-- begin Exercise input --

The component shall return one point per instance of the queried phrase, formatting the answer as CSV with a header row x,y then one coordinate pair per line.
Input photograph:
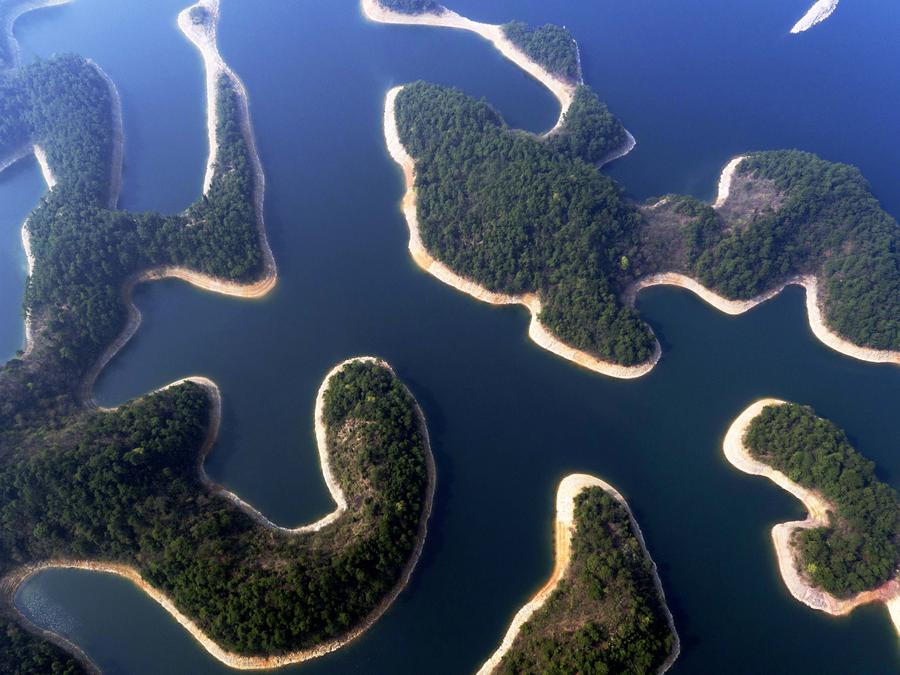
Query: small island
x,y
847,552
93,499
603,609
512,218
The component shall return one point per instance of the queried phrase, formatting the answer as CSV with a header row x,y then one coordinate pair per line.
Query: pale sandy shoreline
x,y
203,37
544,338
817,507
13,581
564,527
12,17
562,90
820,11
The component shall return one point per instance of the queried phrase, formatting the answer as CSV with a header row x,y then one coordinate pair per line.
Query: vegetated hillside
x,y
830,225
517,214
551,46
84,251
606,615
123,486
412,6
860,549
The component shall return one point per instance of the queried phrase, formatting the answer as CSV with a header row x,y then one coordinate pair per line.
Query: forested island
x,y
859,547
412,6
550,45
84,252
607,612
519,214
90,492
120,490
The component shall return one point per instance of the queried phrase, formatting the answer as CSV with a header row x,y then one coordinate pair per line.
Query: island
x,y
123,490
514,218
820,11
603,608
847,551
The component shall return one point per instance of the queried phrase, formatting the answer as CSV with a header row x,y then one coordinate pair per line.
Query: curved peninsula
x,y
78,297
847,551
603,608
145,513
820,11
511,218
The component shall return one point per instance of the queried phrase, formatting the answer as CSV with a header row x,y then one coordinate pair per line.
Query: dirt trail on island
x,y
564,528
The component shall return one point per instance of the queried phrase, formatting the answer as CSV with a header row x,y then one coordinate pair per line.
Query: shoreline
x,y
8,35
817,508
536,330
14,580
564,527
203,37
816,14
118,144
541,336
493,33
734,307
725,180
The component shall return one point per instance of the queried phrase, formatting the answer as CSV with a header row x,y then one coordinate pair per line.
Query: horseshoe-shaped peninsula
x,y
123,490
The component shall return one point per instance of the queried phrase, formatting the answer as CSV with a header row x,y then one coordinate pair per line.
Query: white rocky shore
x,y
818,509
564,528
820,11
11,582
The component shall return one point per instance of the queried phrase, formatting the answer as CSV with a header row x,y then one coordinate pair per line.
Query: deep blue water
x,y
696,84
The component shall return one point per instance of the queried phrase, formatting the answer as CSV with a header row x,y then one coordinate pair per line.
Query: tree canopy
x,y
860,548
606,615
522,214
551,46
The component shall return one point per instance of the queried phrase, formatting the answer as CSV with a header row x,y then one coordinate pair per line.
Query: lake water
x,y
696,84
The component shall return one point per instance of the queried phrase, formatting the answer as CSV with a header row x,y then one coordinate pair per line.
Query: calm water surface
x,y
696,84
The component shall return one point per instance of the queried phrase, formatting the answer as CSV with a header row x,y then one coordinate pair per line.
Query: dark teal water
x,y
695,84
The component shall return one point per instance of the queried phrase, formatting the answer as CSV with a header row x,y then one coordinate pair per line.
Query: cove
x,y
507,420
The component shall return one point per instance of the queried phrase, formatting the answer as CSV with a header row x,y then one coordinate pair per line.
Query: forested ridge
x,y
830,225
860,548
124,487
517,213
84,251
550,45
412,6
606,615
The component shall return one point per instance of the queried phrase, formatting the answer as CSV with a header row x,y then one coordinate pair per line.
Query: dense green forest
x,y
830,225
124,486
85,251
22,654
412,6
606,615
860,549
520,214
551,46
517,213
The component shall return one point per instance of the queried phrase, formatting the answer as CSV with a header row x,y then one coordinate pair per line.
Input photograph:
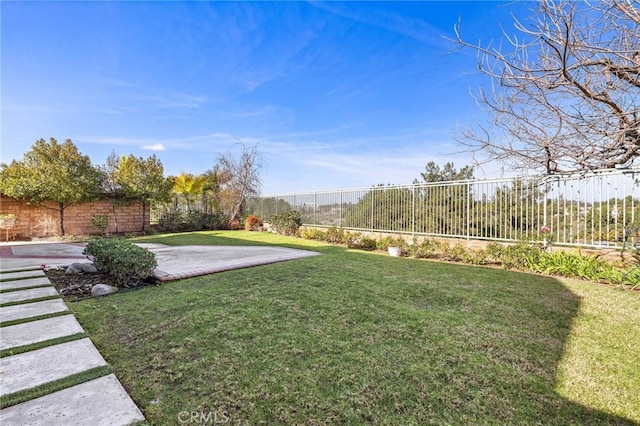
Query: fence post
x,y
469,200
413,211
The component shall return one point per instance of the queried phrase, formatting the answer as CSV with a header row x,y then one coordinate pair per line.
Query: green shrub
x,y
196,220
286,223
100,222
252,223
427,248
171,222
337,235
313,234
126,262
386,242
455,253
357,241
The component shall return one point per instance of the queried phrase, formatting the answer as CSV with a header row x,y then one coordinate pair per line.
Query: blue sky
x,y
336,94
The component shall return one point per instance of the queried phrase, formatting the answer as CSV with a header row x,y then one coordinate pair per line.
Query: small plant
x,y
286,223
171,222
7,220
386,242
196,220
363,243
253,223
337,235
313,234
427,248
100,222
126,262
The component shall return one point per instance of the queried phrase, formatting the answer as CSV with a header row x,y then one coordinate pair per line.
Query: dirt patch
x,y
77,286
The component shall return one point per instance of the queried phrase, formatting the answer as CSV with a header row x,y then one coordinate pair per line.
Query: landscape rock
x,y
74,268
89,268
103,290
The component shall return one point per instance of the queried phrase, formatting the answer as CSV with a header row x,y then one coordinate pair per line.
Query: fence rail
x,y
593,209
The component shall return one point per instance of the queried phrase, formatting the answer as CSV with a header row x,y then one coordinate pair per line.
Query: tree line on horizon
x,y
58,172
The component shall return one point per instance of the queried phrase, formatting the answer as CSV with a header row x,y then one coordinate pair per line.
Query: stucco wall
x,y
44,221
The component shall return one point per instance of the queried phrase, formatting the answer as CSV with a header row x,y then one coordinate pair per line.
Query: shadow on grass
x,y
350,338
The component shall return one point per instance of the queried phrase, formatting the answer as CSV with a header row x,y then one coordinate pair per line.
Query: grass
x,y
360,338
51,387
39,345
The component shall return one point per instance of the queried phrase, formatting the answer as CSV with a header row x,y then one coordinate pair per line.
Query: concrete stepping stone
x,y
7,276
38,331
29,282
24,295
30,369
99,402
29,310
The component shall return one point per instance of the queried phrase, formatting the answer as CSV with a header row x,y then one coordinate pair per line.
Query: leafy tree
x,y
189,186
433,173
112,186
51,171
565,92
142,180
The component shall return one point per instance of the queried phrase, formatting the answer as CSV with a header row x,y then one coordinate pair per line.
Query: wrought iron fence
x,y
592,209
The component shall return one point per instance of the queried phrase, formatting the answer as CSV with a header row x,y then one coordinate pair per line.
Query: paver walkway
x,y
43,348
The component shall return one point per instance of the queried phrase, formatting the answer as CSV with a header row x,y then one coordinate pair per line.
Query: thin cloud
x,y
154,147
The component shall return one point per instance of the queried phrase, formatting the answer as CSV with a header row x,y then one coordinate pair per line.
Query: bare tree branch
x,y
565,91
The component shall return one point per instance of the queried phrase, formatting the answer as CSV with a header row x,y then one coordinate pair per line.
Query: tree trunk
x,y
61,207
115,216
144,208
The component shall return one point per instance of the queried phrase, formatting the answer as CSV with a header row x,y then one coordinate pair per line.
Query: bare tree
x,y
238,179
565,92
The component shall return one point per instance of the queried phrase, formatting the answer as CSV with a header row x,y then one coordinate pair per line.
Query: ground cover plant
x,y
352,337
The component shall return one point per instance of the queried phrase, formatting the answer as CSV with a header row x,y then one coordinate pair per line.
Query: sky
x,y
334,94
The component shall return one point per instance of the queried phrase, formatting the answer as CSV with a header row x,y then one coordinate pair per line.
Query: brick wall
x,y
44,221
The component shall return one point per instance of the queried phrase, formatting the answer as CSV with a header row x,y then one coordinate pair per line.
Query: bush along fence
x,y
591,209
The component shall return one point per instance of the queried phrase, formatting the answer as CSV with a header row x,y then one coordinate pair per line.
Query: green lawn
x,y
361,338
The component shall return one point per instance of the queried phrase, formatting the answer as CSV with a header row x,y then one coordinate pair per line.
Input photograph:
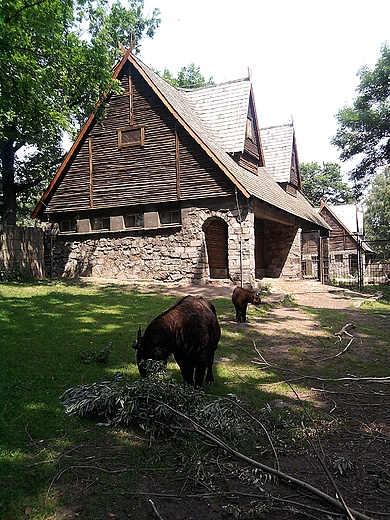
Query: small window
x,y
136,220
170,217
249,129
131,136
68,226
100,223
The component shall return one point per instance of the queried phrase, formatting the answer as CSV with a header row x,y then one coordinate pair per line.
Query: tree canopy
x,y
377,209
324,182
56,60
188,77
364,127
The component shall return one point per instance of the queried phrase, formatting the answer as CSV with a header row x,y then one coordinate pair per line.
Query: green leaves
x,y
56,62
324,182
364,127
377,214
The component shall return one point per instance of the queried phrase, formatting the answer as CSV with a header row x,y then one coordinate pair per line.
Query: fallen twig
x,y
155,510
321,459
266,469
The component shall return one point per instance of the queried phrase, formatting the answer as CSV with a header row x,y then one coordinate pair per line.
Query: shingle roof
x,y
223,108
187,108
261,186
277,144
350,218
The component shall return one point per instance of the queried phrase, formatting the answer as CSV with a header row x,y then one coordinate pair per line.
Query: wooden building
x,y
172,185
344,248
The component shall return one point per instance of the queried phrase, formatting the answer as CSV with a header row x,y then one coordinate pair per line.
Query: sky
x,y
303,56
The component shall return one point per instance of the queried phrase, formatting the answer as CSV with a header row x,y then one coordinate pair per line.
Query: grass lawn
x,y
51,336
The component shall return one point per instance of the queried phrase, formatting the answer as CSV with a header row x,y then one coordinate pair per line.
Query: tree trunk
x,y
8,178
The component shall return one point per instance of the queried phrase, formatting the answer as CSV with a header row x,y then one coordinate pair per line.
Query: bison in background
x,y
190,331
240,298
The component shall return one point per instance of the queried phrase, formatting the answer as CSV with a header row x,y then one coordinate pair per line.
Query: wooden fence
x,y
22,248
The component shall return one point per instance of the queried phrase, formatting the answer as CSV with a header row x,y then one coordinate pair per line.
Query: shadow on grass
x,y
45,327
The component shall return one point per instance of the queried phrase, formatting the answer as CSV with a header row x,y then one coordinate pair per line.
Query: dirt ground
x,y
357,432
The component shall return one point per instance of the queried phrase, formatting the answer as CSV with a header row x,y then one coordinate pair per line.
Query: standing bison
x,y
240,298
190,331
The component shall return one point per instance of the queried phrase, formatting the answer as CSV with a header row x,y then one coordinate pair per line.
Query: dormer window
x,y
249,129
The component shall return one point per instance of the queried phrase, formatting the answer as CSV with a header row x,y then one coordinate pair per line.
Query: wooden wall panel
x,y
72,193
340,240
137,174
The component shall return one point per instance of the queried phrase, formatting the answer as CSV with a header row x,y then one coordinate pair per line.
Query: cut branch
x,y
266,469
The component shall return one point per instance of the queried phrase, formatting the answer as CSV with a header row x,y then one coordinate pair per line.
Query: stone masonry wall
x,y
166,254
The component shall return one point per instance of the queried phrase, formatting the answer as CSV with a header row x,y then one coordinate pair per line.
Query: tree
x,y
56,60
188,77
377,210
364,127
324,182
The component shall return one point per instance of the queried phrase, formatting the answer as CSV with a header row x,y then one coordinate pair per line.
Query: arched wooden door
x,y
216,231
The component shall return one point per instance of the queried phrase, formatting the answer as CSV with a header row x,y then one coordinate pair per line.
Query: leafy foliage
x,y
364,127
188,77
56,62
153,402
324,182
377,203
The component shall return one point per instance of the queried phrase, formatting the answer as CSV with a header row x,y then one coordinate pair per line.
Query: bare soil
x,y
357,429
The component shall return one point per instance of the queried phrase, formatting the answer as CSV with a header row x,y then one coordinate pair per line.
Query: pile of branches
x,y
163,407
159,404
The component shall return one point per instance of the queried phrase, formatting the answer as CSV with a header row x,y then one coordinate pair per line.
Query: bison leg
x,y
187,372
199,375
209,375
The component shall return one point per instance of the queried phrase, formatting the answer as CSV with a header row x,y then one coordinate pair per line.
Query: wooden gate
x,y
217,248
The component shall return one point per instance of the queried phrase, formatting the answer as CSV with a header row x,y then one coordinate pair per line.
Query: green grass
x,y
46,327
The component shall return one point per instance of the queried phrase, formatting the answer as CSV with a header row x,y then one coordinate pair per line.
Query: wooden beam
x,y
130,97
90,173
177,145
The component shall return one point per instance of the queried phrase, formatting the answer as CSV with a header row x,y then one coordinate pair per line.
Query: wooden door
x,y
217,248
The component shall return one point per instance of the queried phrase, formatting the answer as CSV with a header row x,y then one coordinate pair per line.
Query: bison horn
x,y
137,341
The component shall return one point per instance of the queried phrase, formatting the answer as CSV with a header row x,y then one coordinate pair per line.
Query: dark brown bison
x,y
190,331
240,298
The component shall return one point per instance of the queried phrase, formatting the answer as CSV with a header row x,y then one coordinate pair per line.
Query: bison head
x,y
256,299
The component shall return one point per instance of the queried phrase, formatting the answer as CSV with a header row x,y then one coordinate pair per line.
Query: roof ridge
x,y
214,85
276,126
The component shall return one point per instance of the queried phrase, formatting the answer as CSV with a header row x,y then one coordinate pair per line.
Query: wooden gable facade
x,y
138,155
171,186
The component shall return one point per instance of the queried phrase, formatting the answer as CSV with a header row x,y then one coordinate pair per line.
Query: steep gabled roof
x,y
223,108
278,145
177,101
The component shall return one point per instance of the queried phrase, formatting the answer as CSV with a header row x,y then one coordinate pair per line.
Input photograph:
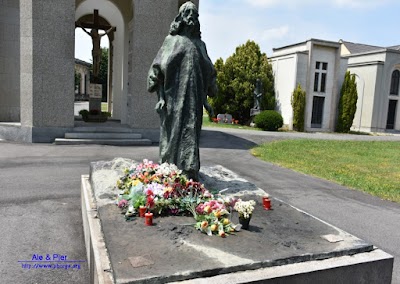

-- end Exercise input --

Please gather every line above that contains the word "bare", treating uppercase and lowercase letters as different.

Query: bare tree branch
Query: bare tree
Query: bare soil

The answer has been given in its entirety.